◆ **Passage**:
+-------+

Logo of the RSAA: the horns of the Marco Polo sheep
It must be the season for talks, as last night I was the guest speaker at the Royal Society for Asian Affairs in London where I delivered a talk on Pioneers of Central Asian Exploration: The Travels of Thomas and Lucy Atkinson to 20 or so members of the society.
The RSAA was initially formed in 1901 as the Central Asian Society, its founder members including Dr Cotterell Tupp, Captain Francis Younghusband, Colonel Algernon Durand, and General Sir Thomas Gordon – all names associated with the Great Game era of Anglo-Russian rivalry in the region. Its initial prospectus stated:
“At present there is in London no society or institution which is devoted entirely to the consideration of Central Asian questions from their political as well as from their geographical, commercial or scientific aspect, though Societies such as the Royal Geographical and Royal Asiatic Society discuss these subjects incidentally. It is therefore proposed to establish a society to be called the Central Asian Society, with rooms, where those who either have travelled in Central Asia, or are interested in Central Asian questions, could meet one another.”
Later, the organisation became the Royal Central Asian Society and then, in 1975, it adopted its present name. There can be no more appropriate place to have delivered a talk on the Atkinsons who, more than any other British citizens, before or since, explored Central Asia and wrote about its landscape and people.
More than 150 people crowded into Romsey Town Hall in Hampshire last night for an event to celebrate the achievements of Thomas and Lucy Atkinson. Guests of honour included the Ambassador of Kazakhstan, HE Erlan Idrissov, the mayor of Romsey, Mr John Parker and Hampshire High Sheriff, the Hon. Mrs Mary Montagu-Scott. The meeting opened up with three songs from the Romsey Voices choir before Thomas and Lucy’s great, great great grandson Steve Brown introduced the ambassador, who spoke warmly about the Atkinsons and the contribution they had made to both Kazakh and British history.
This was followed by a talk by me about the Atkinsons’ travels in Kazakhstan and then a talk from Steve about the history and geography of Kazakhstan. Finally, Steve’s wife, Gill spoke about the trip the Atkinson descendants made to Kazakhstan last summer to visit the birthplace of their ancestor Alatau Tamchiboulac Atkinson at Kapal in November 1848.
Afterwards guests were treated to a wonderful selection of Kazakh foods and pastries.
I have now given more than 20 talks about the Atkinsons and this was definitely the biggest one so far. Many thanks to everyone who attended and to Steve and Gill for organising it so brilliantly.
Atkinson descendants (l to r) Pippa Smith, Steve Brown, Helen Brown, Cat Brown and Gill Brown, Romsey mayor John Parker, Kazakh ambassador HE Erlan Idrissov, David Brown and yours truly.
Another surprise from the archives! As Sally Hayles was looking into the background of architect Alfred Bower Clayton, who was in partnership with Thomas Atkinson during the mid-1830s, she came across a reference to a ‘Thomas Atkinson’ who was awarded a ‘large silver medal’ by what was then known as the Society for the Encouragement of Arts, Manufactures and Commerce and is today known as the Royal Society of Arts.

+-------+

◆ **Records**:
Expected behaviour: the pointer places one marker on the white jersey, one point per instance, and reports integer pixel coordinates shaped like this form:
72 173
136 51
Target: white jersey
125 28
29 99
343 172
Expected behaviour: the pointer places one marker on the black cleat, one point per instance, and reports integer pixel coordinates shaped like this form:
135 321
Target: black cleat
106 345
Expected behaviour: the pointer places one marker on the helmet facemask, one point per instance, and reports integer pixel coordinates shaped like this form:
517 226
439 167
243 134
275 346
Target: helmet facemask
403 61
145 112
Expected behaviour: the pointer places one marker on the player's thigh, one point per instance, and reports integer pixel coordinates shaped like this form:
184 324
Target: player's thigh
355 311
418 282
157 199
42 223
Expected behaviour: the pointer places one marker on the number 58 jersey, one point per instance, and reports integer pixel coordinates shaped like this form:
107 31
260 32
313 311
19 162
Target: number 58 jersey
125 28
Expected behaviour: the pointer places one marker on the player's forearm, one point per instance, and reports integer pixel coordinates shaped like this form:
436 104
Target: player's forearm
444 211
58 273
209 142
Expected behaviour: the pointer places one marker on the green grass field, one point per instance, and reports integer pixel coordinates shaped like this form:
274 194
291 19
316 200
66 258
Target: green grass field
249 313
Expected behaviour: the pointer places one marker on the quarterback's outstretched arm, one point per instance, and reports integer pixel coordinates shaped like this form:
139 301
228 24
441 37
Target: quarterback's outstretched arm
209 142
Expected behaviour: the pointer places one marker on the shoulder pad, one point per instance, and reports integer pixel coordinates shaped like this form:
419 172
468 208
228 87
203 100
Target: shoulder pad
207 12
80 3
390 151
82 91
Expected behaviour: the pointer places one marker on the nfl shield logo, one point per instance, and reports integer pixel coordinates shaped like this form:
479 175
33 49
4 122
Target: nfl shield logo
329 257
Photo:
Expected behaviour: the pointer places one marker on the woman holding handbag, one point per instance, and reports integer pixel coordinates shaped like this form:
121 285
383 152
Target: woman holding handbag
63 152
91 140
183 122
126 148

+-------+

◆ **Required tasks**:
- 1) According to the post about the Atkinson talks, in what year did the Royal Society for Asian Affairs adopt its present name?
- 2) Write out the part of the post about the Atkinson talks starting with "This was followed" and going on through "foods and pastries.".

◆ **Exercise results**:
- 1) 1975

- 2)
This was followed by a talk by me about the Atkinsons’ travels in Kazakhstan and then a talk from Steve about the history and geography of Kazakhstan. Finally, Steve’s wife, Gill spoke about the trip the Atkinson descendants made to Kazakhstan last summer to visit the birthplace of their ancestor Alatau Tamchiboulac Atkinson at Kapal in November 1848.
Afterwards guests were treated to a wonderful selection of Kazakh foods and pastries.